**** EXCERPTED DATA

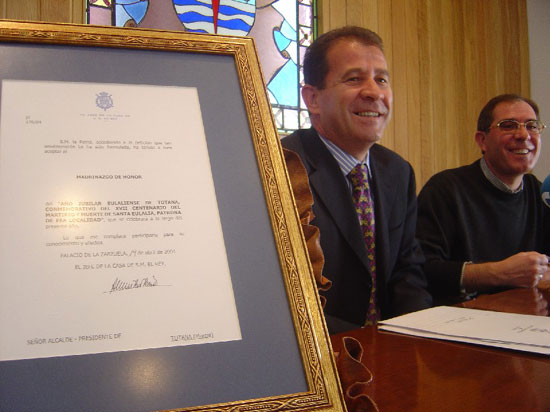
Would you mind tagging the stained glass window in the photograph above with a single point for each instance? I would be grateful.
(282, 30)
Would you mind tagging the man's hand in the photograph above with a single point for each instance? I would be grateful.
(523, 270)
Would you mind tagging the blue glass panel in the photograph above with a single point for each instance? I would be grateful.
(121, 16)
(281, 41)
(283, 85)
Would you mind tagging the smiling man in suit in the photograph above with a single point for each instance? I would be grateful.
(364, 194)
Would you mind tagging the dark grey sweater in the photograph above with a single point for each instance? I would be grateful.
(463, 217)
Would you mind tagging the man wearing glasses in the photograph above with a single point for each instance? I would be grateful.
(484, 227)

********

*TASK OBJECTIVE*. Please return the records above exactly as written, dropping every picture.

*ANSWER TO THIS TASK*.
Would you mind tagging the stained glass window in the photograph above with a single point for each instance? I would be grateful.
(282, 30)
Would you mind tagging the man's hand in the photograph above with a single point for each instance? I would be grateful.
(523, 270)
Would you mind tagging the blue glass panel in the photograph above with a single point for each instance? I would be grateful.
(121, 16)
(281, 41)
(283, 85)
Would you mind tagging the smiling man in suit in the photograph above with a single point for each instance? I would be grateful.
(364, 194)
Would you mind tagging the dark grey sweater in the photograph above with a single point for each instance? I would be grateful.
(463, 217)
Would you mind tagging the man wearing glasses in the photograph above with a single point for each instance? I would be grateful.
(484, 227)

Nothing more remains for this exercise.